[Begin Supplied data]
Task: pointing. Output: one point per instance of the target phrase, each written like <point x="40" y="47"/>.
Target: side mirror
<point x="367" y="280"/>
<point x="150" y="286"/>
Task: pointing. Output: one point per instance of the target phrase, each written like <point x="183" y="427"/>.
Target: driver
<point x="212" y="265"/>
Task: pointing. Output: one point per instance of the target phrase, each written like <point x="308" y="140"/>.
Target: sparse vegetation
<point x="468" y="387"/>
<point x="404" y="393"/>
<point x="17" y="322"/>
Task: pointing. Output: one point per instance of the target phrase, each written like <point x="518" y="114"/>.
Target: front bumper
[End Supplied data]
[Begin Supplied data]
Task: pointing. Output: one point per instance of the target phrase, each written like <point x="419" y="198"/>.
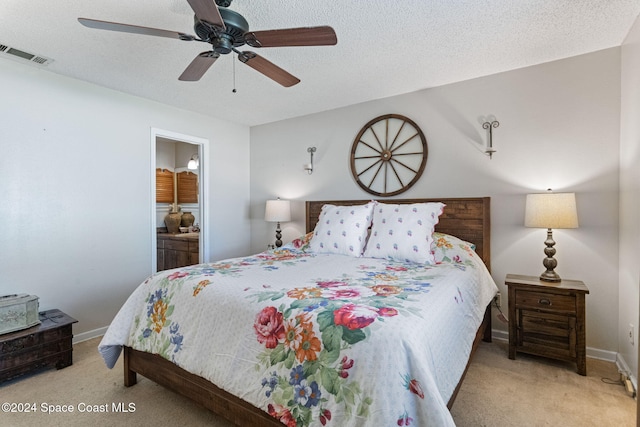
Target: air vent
[End Supplied data]
[Begin Supplied data]
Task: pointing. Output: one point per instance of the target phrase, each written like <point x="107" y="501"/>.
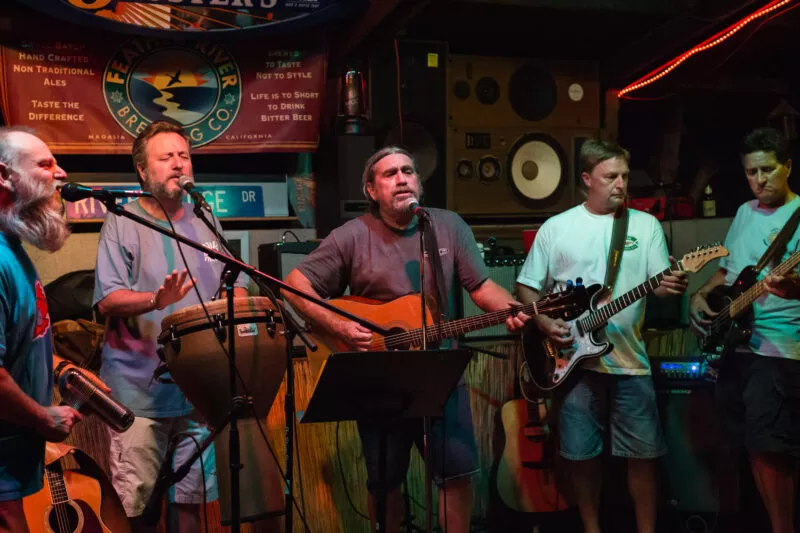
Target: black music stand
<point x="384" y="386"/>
[End Supplied data]
- _Problem requirements_: Gather every line in the entries above that contains the word "Output".

- _Reply to the exercise_:
Task: pointing. Output: one point per instance of the target phrase, each written like <point x="40" y="47"/>.
Task: pointing. Output: one point per instance of the target phrase, each written like <point x="183" y="427"/>.
Task: pointing. Output: one point per instance of the target phrase, each written like <point x="308" y="140"/>.
Task: pointing. Output: one point per instance of the target phrase, each written like <point x="518" y="114"/>.
Task: pointing. Output: one point per instance of the target phrase, each written like <point x="419" y="198"/>.
Task: pointing. Output: one point per instance of the target phrase, each written like <point x="107" y="501"/>.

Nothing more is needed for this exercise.